Stored items from a collection

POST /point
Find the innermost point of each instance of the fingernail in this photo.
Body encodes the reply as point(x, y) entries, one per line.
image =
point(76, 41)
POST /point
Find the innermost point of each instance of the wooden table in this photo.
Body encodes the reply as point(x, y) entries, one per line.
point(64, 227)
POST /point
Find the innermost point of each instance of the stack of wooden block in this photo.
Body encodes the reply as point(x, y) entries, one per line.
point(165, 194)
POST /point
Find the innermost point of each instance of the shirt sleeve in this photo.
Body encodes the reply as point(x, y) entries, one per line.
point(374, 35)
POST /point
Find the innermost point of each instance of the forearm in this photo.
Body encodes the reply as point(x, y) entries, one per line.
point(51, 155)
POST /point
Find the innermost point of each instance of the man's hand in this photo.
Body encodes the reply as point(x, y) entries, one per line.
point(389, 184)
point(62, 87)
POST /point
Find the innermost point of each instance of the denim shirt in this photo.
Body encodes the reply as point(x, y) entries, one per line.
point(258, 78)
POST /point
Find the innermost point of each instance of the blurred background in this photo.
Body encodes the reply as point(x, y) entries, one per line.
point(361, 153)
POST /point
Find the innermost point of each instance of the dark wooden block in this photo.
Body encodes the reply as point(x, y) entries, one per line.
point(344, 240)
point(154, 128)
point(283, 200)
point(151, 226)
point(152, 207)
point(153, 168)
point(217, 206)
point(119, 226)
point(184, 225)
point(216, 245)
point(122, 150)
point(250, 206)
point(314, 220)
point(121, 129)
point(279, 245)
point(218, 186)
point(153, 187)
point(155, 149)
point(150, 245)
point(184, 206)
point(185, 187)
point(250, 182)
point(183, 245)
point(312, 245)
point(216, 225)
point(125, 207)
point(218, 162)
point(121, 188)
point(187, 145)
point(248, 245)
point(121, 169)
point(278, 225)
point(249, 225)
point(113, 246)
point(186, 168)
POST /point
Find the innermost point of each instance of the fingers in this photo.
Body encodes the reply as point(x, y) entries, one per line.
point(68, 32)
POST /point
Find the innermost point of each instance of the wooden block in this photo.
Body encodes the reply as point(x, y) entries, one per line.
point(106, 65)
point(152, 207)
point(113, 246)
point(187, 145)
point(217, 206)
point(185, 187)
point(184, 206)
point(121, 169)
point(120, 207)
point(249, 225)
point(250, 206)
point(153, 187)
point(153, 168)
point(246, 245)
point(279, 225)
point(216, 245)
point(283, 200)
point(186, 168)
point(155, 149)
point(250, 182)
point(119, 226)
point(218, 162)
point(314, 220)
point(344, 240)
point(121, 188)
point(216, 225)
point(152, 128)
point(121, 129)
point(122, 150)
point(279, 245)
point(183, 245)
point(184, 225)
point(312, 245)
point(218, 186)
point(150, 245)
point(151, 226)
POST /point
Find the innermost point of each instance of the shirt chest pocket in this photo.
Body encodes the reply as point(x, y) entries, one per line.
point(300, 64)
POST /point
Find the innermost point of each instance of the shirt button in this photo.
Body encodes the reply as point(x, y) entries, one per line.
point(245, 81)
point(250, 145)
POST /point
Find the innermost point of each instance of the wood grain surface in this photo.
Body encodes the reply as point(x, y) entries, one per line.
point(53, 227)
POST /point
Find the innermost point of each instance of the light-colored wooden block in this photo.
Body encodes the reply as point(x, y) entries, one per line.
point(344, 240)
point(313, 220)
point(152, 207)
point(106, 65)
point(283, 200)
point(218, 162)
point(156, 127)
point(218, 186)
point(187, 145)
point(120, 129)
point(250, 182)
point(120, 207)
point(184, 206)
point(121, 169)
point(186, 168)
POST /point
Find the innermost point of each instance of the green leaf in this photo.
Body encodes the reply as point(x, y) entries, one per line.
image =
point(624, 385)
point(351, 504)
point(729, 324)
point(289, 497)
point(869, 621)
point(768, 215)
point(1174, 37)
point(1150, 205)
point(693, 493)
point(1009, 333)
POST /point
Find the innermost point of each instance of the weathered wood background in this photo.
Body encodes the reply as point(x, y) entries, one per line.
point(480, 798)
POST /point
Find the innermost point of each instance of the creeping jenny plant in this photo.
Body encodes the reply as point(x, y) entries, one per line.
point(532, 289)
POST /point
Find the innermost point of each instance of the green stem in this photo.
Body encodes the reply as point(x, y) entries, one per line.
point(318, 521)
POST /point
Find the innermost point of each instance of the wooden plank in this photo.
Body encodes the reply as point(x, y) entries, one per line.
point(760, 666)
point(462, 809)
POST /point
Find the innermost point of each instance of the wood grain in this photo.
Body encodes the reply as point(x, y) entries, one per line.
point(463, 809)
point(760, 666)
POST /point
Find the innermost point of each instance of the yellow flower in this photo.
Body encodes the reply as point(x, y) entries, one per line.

== PROBLEM TO WORK ON ==
Every line above in which the word "green" is present must be copied into the answer.

== RESULT FOR THIS EXERCISE ==
Find the innermost point of each instance of the green leaf in this photo.
Find the innermost point of each instance of the green stem in this photo.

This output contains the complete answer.